Berdasarkan teks tentang museum di menara masjid, jelaskan mengapa Masjid Agung Jawa Tengah kini juga menjadi tempat wisata religi baru di kota Semarang.

**CUPLIKAN TEKS**:
· · · · ·

Museum di dalam Menara Masjid


Gambar

Menara Masjid Agung Jawa Tengah

Jika Anda berkunjung ke kota Semarang Jawa Tengah, bagi yang beragama Islam jangan lewatkan ke wisata religi yang satu ini. Adalah Museum Perkembangan Islam Jawa Tengah yang terletak di Menara Al Husna di Masjid Agung Jawa Tengah. Masjid Agung Jawa Tengah terletak di jalan Gajah Raya kota Semarang. Selain berfungsi sebagai tempat ibadah umat Islam, Masjid Agung Jawa Tengah saat ini juga sebagai tempat wisata religi baru di kota Semarang dengan adanya Museum di Menara Al Husna.

 

Sebelum memasuki Museum Perkembangan Islam Jawa Tengah, Anda harus membeli tiket terlebih dahulu dengan harga Rp 5.000,00 per orang. Museum ini buka dari pukul 08.00 – 21.00 WIB.

· · · · ·

**CUPLIKAN DATA**:
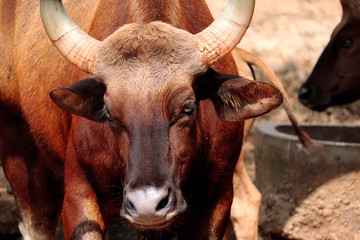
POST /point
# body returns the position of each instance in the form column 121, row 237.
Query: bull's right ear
column 83, row 98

· · · · ·

**JAWABAN LENGKAP**: Masjid Agung Jawa Tengah kini juga menjadi tempat wisata religi baru karena adanya Museum Perkembangan Islam Jawa Tengah di Menara Al Husna. Jadi, selain berfungsi sebagai tempat ibadah umat Islam, masjid ini juga dikunjungi sebagai tujuan wisata.